**EXERCISE MATERIAL:**
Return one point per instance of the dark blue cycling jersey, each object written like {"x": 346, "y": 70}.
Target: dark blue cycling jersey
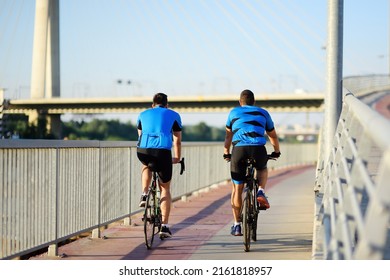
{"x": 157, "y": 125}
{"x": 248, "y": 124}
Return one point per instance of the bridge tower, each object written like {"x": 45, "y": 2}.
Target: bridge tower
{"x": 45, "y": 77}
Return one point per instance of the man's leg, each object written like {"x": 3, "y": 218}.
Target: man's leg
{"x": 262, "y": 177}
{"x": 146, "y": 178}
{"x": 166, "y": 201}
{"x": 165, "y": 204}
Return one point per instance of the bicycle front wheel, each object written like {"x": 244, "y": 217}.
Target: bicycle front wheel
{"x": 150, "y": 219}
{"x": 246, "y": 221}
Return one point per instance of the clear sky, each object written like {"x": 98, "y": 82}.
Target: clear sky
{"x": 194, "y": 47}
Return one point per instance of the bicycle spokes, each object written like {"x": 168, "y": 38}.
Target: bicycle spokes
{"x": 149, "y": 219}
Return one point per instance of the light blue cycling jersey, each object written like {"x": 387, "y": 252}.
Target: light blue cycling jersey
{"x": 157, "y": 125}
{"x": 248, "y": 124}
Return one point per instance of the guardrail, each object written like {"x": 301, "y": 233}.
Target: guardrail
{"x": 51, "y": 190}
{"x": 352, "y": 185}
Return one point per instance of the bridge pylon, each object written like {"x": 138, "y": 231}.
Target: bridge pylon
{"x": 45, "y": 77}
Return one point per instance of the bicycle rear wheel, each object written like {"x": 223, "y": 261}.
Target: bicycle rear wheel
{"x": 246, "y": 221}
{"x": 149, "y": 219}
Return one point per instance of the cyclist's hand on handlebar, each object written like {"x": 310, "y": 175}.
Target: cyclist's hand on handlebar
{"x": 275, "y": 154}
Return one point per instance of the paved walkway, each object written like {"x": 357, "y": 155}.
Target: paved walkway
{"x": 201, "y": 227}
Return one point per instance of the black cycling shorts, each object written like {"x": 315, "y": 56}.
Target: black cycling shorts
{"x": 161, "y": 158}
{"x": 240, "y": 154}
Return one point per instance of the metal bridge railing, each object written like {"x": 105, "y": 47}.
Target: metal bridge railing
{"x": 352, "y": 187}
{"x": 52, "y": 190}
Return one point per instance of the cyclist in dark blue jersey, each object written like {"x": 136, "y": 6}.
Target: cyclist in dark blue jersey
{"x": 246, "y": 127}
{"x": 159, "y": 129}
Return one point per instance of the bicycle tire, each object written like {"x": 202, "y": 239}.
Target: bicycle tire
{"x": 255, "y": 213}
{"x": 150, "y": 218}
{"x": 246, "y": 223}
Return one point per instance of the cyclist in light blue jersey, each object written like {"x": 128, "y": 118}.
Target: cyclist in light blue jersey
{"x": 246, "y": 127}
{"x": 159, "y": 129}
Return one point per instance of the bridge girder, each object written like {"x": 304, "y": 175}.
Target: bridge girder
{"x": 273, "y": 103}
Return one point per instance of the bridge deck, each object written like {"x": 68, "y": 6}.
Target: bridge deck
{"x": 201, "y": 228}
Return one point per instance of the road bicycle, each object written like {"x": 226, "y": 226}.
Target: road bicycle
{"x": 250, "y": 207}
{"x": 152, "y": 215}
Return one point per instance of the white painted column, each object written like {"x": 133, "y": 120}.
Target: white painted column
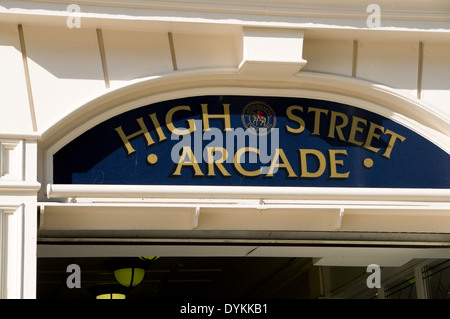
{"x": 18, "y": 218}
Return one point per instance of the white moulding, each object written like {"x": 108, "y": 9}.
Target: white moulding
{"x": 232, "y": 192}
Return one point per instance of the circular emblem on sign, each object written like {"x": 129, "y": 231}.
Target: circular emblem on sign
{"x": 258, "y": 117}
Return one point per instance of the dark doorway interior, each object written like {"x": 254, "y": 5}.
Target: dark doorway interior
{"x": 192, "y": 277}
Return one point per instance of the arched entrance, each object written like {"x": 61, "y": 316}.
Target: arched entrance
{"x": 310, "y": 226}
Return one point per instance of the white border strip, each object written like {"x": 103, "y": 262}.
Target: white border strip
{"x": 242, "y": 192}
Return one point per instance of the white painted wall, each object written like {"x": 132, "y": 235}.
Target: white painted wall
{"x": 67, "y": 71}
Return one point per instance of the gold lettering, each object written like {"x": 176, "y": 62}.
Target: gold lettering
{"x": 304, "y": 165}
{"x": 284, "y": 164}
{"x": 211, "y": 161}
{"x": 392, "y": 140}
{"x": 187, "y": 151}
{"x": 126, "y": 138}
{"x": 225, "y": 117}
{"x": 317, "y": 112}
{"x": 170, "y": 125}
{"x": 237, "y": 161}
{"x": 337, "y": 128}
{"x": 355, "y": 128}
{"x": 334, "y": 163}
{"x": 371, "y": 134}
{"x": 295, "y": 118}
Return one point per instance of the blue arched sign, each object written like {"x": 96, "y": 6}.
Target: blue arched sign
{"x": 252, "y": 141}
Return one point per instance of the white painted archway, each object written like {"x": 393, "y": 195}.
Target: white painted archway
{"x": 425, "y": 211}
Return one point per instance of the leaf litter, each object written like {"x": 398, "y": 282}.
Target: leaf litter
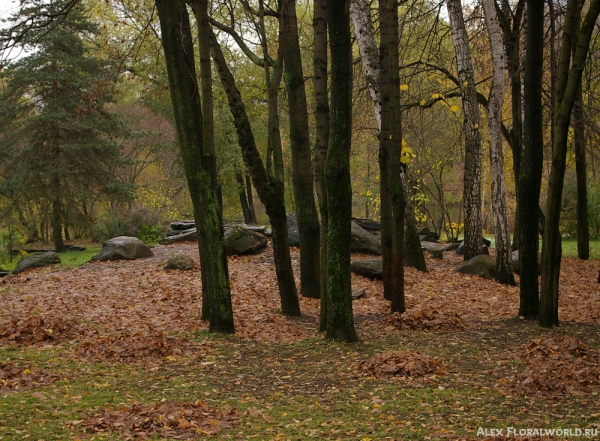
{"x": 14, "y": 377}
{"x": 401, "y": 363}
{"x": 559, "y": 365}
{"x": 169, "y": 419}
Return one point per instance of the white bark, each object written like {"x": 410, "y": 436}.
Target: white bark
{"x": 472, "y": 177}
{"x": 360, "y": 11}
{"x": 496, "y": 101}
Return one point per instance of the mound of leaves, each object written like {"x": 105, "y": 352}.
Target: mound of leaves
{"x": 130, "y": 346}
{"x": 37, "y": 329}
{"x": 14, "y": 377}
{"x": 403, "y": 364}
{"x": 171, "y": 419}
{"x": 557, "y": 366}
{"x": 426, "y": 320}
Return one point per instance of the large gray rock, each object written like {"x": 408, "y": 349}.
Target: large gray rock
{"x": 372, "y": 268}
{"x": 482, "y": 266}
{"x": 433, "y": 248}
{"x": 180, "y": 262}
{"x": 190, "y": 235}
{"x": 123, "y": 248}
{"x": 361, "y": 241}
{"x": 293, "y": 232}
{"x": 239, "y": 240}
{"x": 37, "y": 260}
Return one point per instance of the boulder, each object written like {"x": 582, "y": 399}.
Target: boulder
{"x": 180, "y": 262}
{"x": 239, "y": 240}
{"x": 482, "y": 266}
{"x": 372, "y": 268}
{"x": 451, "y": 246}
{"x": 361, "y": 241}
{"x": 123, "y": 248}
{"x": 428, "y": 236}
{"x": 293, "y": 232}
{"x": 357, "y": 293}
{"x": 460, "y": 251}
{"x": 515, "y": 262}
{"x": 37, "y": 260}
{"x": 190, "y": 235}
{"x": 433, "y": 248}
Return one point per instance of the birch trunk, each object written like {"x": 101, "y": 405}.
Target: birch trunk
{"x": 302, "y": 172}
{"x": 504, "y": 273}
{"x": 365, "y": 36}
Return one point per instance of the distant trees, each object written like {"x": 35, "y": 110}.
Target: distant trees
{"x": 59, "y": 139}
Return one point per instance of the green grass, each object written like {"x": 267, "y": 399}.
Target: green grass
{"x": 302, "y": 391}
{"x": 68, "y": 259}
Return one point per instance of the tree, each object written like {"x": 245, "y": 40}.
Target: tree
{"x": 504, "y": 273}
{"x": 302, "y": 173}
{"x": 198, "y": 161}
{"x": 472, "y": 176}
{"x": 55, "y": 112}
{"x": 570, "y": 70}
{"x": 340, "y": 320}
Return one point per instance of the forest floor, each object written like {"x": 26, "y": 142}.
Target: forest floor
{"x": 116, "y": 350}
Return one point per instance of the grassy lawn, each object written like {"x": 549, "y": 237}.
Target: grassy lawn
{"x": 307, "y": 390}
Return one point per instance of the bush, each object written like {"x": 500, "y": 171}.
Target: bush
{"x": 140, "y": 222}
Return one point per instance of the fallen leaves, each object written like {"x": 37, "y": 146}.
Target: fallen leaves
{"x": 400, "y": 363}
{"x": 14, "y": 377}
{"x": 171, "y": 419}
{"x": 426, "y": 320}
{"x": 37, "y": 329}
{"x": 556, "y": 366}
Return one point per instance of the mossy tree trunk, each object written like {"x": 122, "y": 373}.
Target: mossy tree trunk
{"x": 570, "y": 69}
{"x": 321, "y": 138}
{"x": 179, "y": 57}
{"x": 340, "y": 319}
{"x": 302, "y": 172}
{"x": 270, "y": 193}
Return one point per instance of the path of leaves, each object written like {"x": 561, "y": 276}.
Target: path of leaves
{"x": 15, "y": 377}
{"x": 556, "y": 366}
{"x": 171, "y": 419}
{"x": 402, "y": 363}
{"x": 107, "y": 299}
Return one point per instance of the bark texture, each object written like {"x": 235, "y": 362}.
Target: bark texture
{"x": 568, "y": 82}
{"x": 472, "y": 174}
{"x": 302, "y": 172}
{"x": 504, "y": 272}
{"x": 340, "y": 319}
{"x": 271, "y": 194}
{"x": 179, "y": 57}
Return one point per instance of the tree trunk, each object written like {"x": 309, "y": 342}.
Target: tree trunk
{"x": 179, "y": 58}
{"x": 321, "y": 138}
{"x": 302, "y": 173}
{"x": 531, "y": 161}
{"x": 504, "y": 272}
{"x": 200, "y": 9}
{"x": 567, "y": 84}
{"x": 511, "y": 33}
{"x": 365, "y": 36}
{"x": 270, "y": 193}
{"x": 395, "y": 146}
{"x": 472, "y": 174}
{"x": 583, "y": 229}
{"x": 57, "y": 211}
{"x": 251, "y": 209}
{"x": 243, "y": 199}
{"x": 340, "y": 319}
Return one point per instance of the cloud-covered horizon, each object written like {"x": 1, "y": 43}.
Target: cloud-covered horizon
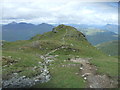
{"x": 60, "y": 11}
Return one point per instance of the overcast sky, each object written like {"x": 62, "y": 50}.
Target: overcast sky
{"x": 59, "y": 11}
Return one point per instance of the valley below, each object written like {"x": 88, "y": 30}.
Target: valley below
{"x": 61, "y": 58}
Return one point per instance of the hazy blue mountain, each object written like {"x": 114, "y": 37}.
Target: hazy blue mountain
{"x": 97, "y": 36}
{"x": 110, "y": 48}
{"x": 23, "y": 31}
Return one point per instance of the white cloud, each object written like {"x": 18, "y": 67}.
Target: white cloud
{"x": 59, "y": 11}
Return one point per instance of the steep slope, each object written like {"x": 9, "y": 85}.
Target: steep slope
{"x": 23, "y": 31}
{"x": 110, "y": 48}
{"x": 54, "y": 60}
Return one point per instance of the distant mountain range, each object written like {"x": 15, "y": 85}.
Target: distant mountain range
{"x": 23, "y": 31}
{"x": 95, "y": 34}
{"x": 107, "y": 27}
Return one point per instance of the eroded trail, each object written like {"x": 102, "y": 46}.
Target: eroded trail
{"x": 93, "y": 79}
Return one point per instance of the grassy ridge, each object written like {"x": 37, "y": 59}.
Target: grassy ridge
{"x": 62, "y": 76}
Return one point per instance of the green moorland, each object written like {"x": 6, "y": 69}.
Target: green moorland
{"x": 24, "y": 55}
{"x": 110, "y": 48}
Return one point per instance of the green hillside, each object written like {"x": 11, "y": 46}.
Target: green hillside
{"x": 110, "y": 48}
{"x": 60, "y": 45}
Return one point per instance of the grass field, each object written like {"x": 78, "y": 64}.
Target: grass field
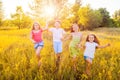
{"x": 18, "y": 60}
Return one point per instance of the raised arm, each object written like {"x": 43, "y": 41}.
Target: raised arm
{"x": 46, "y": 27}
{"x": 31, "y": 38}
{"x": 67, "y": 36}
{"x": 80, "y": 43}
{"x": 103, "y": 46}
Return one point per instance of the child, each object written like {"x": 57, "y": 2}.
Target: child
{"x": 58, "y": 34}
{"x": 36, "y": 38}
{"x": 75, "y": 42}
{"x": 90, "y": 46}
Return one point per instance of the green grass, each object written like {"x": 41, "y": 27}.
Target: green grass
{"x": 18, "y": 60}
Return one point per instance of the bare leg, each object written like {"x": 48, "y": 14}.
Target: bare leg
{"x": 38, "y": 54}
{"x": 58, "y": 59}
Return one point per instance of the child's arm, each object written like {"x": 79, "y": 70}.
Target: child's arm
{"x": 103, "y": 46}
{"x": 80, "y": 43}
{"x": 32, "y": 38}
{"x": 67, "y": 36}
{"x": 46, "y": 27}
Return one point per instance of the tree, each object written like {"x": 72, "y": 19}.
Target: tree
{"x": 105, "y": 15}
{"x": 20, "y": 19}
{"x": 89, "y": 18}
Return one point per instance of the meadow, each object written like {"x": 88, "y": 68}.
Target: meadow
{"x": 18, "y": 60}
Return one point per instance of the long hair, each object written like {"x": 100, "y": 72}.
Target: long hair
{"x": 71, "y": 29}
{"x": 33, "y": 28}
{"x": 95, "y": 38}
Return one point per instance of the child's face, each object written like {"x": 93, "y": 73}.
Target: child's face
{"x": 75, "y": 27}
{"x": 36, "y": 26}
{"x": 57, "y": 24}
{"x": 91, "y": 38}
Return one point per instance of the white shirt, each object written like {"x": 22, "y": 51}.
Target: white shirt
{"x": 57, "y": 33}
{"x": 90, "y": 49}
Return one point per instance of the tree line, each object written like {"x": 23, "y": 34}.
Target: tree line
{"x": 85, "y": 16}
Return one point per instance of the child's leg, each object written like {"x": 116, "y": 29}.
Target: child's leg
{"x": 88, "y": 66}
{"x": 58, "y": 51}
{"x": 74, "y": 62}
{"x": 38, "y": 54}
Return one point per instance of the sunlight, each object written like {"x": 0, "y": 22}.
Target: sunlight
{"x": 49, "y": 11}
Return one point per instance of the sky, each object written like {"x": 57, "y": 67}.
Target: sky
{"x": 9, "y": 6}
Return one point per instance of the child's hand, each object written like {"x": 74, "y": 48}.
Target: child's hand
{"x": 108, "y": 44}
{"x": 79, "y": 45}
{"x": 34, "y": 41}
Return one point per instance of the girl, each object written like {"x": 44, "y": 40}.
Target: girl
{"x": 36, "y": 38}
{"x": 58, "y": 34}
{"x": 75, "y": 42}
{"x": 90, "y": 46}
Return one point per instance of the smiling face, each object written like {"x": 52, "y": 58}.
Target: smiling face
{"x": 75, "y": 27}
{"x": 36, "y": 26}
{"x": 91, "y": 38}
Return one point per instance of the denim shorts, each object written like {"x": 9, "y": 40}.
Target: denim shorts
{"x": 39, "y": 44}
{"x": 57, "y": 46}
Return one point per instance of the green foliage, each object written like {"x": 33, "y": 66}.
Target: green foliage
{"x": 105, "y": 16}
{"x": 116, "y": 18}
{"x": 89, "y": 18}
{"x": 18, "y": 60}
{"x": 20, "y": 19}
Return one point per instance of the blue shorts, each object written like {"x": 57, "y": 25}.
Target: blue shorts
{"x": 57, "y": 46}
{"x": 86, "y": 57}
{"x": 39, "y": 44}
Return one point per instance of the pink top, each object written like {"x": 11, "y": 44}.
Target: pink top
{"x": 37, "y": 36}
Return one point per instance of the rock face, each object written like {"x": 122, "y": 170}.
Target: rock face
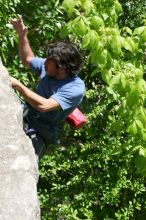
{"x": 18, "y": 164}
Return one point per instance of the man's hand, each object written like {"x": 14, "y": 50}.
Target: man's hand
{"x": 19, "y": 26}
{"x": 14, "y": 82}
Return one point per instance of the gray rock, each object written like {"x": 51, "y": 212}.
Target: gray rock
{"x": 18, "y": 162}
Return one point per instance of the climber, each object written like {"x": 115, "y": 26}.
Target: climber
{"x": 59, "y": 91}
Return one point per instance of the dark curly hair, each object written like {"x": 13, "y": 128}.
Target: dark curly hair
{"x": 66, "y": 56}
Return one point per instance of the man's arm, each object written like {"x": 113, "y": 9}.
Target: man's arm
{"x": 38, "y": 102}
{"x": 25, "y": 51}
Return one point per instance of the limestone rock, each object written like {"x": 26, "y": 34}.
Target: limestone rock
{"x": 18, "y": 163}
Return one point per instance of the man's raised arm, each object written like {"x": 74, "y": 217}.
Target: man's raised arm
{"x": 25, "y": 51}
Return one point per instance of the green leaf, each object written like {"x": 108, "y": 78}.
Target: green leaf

**WORK TO BE COMPLETED:** Transcribe the records above exactly, beginning at the line that contains "Return one point per instance of the birch" and ending with the line that contains "Return one point per instance of the tree trunk, each", both included, and nothing else.

**RESULT OF THE TASK:**
Return one point per instance of the birch trunk, each object written like {"x": 101, "y": 405}.
Target: birch trunk
{"x": 302, "y": 172}
{"x": 504, "y": 273}
{"x": 365, "y": 36}
Return one point per instance of the distant trees, each object written like {"x": 35, "y": 110}.
Target: distant trees
{"x": 59, "y": 139}
Return one point per instance of the green grass, each object written like {"x": 267, "y": 399}.
Target: green grass
{"x": 302, "y": 391}
{"x": 68, "y": 259}
Return one point per instance of the tree, each object written like {"x": 245, "y": 40}.
Target: tree
{"x": 504, "y": 273}
{"x": 302, "y": 173}
{"x": 198, "y": 161}
{"x": 472, "y": 176}
{"x": 55, "y": 112}
{"x": 570, "y": 70}
{"x": 340, "y": 320}
Return one point per instance of the forest floor, each object written like {"x": 26, "y": 142}.
Target: forest floor
{"x": 116, "y": 350}
Return one point per instance of the grassy lawn, each object written like {"x": 549, "y": 237}.
Target: grassy lawn
{"x": 307, "y": 390}
Return one point per instance of the bush, each object written like {"x": 500, "y": 171}.
Target: bush
{"x": 140, "y": 222}
Return one point per instance of the fallen leaves, each object written like {"x": 37, "y": 146}.
Target: fallen leaves
{"x": 400, "y": 363}
{"x": 14, "y": 377}
{"x": 171, "y": 419}
{"x": 426, "y": 320}
{"x": 37, "y": 329}
{"x": 556, "y": 366}
Return one point per instance of the mossy tree trunk, each object written like {"x": 122, "y": 373}.
Target: mossy tree trunk
{"x": 570, "y": 69}
{"x": 321, "y": 138}
{"x": 179, "y": 57}
{"x": 340, "y": 319}
{"x": 302, "y": 172}
{"x": 270, "y": 193}
Return one point per instance of the path of leaves, each object written like {"x": 561, "y": 276}.
Target: path of leaves
{"x": 15, "y": 377}
{"x": 556, "y": 366}
{"x": 171, "y": 419}
{"x": 402, "y": 363}
{"x": 107, "y": 299}
Return one point per instance of the bark texture, each object written like {"x": 235, "y": 362}.
Target: bark texture
{"x": 568, "y": 82}
{"x": 472, "y": 174}
{"x": 302, "y": 172}
{"x": 504, "y": 272}
{"x": 340, "y": 319}
{"x": 271, "y": 194}
{"x": 179, "y": 57}
Return one point per instance of the tree trunk, each object written like {"x": 309, "y": 342}.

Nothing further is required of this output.